## ASSIGNMENT
The entries below contain pictures. Retype everything except those pictures, exactly as given.

---- RECORDS SHOWN

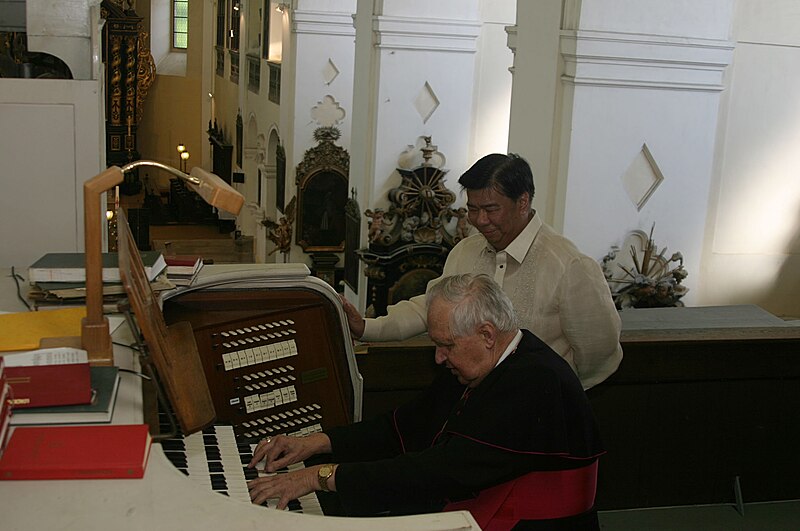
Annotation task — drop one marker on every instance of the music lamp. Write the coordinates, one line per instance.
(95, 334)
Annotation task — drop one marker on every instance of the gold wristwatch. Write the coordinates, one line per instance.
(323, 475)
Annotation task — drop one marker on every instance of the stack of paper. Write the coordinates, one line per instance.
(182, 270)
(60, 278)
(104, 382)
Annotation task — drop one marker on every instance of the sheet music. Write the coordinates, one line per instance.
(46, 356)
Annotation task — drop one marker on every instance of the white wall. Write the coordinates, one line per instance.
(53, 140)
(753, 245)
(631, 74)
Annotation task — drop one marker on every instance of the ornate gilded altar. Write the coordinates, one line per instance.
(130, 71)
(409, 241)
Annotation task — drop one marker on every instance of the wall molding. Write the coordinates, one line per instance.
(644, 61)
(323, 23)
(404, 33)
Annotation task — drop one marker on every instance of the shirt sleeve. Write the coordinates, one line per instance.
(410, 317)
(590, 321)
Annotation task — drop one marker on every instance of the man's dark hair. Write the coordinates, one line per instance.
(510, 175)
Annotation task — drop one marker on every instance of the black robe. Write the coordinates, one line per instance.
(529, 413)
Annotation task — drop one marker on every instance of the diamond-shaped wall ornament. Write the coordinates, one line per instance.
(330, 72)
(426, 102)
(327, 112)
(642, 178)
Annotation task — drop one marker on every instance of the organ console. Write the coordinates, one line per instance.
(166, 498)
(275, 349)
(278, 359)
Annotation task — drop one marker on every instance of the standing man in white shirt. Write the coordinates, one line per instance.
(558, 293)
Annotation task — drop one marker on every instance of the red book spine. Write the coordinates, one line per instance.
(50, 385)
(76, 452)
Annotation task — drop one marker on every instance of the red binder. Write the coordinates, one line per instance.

--------

## EXERCISE ANSWER
Annotation task — drop one marker on every instance of the music lamp. Write the coordinates, one line per instance.
(95, 334)
Annotation task — drop one marker on every instance of the gold wristwatch. Write the coordinates, one line per instance.
(323, 475)
Annotation task — drop one marker on every instance of the stack of paper. Write the coordinates, one line per instance.
(182, 270)
(60, 278)
(104, 382)
Annotation task — drop one marker on every instance of the sheet music. Write the coordinates, one line per instance.
(46, 356)
Annotation task — drop one marker on every instance of the white wall. Write the coordinates, one line per instance.
(53, 140)
(753, 245)
(631, 74)
Annotation task — drop one marker on every instance of the ornate gilded altar. Write the coordinates, one line per instance.
(130, 71)
(409, 241)
Annotation task — drop one marker on every instance of the wall molding. Write the coordinates, one line per instance.
(644, 61)
(323, 23)
(404, 33)
Annotation task — drop one marker on every instance of the shirt sleeve. Write the coordinates, one line per instance.
(410, 317)
(590, 321)
Annotation task — drop one marker on every instance of the man's dark hair. Write the coordinates, one line per instance.
(510, 175)
Annotation task — drop one marker on every instance of the black robe. Write the coordinates, one line per instance.
(529, 413)
Annotation task — drop one marker on every instance of the diamond-shaped wall ornament. Write the coordinates, one line per instance.
(330, 72)
(426, 102)
(327, 112)
(642, 178)
Annotation task — drop one marker on every instance of the organ console. Write the coordinates, one line per instance.
(166, 498)
(275, 349)
(278, 359)
Annotation task — drop one marker on every instance of the standing man in white shirt. Write the coordinates, one line per instance.
(558, 293)
Annotation task — drop one marker on every instance of the red book spine. Write the coordinates, one line per instance.
(50, 385)
(76, 452)
Annotation task — drop one marker on every instance of the red binder. Write the coordinates, one line per instance.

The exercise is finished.